→ Texte source
○ ○ ○ ○ ○ ○ ○

La solitude du pouvoir
--
Date: 25 mars 2020Auteur: Daniel Nadeau
Nos premiers ministres Justin Trudeau et François Legault doivent se sentir bien seuls par les temps qui courent. Certes, ils peuvent compter sur des équipes, des experts et des collègues de leur conseil des ministres. Cela est acquis. Néanmoins, devant la gravité de la crise que nous vivons avec la pandémie du coronavirus, ils doivent prendre des décisions rapides qui changeront la vie de milliers d’entre nous. Jusqu’à présent, cela se déroule plutôt bien. Les communications gouvernementales de crise sont à la hauteur, mais bientôt, j’en ai la conviction, au fur et à mesure du maintien et du renforcement des mesures de confinement, des voix dissidentes se feront entendre.
Nous sommes plusieurs à juger de leurs actions et notre jugement à leur propos est souvent impitoyable ou trop généreux. Nous n’avons qu’à voir la popularité aussi subite qu’inattendue du docteur Horacio Arruda pour comprendre qu’en ces temps troubles, être populaire ou voué aux gémonies tient à bien peu de choses.
Il y a quelques années, j’ai lu un intéressant ouvrage de Jean-Michel Djian paru chez Grasset en 2015 et intitulé : Solitudes du pouvoir. Dans cet essai, l’auteur nous invite à découvrir la solitude de celles et ceux qui nous dirigent. Il faut plutôt parler de ceux, car aucune femme au pouvoir ne fait partie de la réflexion de l’auteur. Quoi qu’il en soit, cet essai de Djian nous fait voir comme les tragédies grecques nous l’ont enseigné il y a longtemps, que le pouvoir suprême s’accompagne d’une extrême solitude. Les Dieux peuvent être adorés, enviés ou craints, entourés d’une foule de courtisans, dotés d’une grande puissance, mais là-bas, tout en haut, l’oxygène est rare et les vraies amitiés sont de circonstances plutôt que sincères. L’auteur écrit : « Il (un dirigeant président français) s’est trouvé confronté à des choix lourds de conséquences pour lequel aucun catéchisme ne l’a aidé à démêler l’enchevêtrement du bien et du mal. La grandeur morale de la politique n’est pas dans la bonne conscience, mais dans le cas de conscience. » Bien vu. Son conseiller en communication confirme : « Ce jour-là, il était dans un mutisme total. Il veut être seul alors qu’il ne sait pas l’être. Alors nous le protégeons. Je pense sincèrement qu’il venait symboliquement de réaliser, au contact direct de la mort, ce que représentait sa charge, son devoir d’homme d’État. »

○ ○ ○ ○ ○ ○ ○

→ Données enregistrées
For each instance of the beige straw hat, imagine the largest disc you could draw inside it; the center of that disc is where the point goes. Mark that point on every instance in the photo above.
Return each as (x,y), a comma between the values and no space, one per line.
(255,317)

○ ○ ○ ○ ○ ○ ○

→ Consigne
Mets à jour le passage du texte sur la solitude du pouvoir qui va de "La solitude du" à "se feront entendre.", ces deux bouts compris, en remplaçant "crise" par "tempête".

→ Réponse
La solitude du pouvoir
--
Date: 25 mars 2020Auteur: Daniel Nadeau
Nos premiers ministres Justin Trudeau et François Legault doivent se sentir bien seuls par les temps qui courent. Certes, ils peuvent compter sur des équipes, des experts et des collègues de leur conseil des ministres. Cela est acquis. Néanmoins, devant la gravité de la tempête que nous vivons avec la pandémie du coronavirus, ils doivent prendre des décisions rapides qui changeront la vie de milliers d’entre nous. Jusqu’à présent, cela se déroule plutôt bien. Les communications gouvernementales de tempête sont à la hauteur, mais bientôt, j’en ai la conviction, au fur et à mesure du maintien et du renforcement des mesures de confinement, des voix dissidentes se feront entendre.